> SET EXERCISE:
Could you return every one of the items below line for line, with no word or number altered?
>> start
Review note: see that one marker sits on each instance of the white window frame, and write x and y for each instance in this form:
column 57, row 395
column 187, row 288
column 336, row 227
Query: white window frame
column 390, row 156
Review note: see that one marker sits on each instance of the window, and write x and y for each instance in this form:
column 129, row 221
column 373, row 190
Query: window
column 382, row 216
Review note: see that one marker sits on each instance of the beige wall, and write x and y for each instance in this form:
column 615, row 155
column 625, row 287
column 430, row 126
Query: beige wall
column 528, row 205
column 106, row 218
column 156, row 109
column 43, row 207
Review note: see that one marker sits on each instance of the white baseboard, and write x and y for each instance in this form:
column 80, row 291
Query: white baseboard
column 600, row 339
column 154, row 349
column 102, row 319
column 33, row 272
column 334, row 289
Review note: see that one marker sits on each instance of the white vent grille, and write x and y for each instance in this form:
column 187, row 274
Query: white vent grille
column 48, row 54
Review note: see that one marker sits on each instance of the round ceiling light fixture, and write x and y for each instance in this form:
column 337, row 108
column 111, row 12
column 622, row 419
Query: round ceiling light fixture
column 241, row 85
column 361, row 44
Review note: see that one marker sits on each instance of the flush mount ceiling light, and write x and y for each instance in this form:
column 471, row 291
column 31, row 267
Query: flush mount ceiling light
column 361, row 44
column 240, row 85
>> end
> REPLY:
Review note: see that one marker sits on each instance of the white window frame, and write x and y for each instance in this form:
column 57, row 395
column 187, row 288
column 336, row 227
Query: white window frame
column 390, row 156
Review note: see that one marker sits on each instance of the window, and write x and y for each instance in this form:
column 129, row 221
column 373, row 190
Query: window
column 382, row 216
Review note: see that one marker sits on each instance of the beige wall, and write x and y for each instance in this form:
column 615, row 155
column 625, row 287
column 430, row 126
Query: beige wall
column 528, row 205
column 106, row 218
column 156, row 109
column 43, row 207
Review note: see that one marker sits on each instance of the white baseboard, and write x and y for each instance in this form:
column 80, row 291
Query: white baseboard
column 600, row 339
column 154, row 349
column 102, row 319
column 33, row 272
column 334, row 289
Review note: see that one marker sits on each instance of the white vent grille, and write x and y for each instance in this form:
column 187, row 274
Query: white vent grille
column 48, row 54
Review note: see that one marker sits on each instance of the round ceiling light fixture, and write x and y for each instance in this form:
column 337, row 108
column 111, row 12
column 622, row 419
Query: round ceiling light fixture
column 241, row 85
column 361, row 44
Review note: see that one marker sits on each instance of the flush mount ceiling light, and write x and y for each instance in this form:
column 471, row 291
column 31, row 267
Query: flush mount ceiling light
column 361, row 44
column 240, row 85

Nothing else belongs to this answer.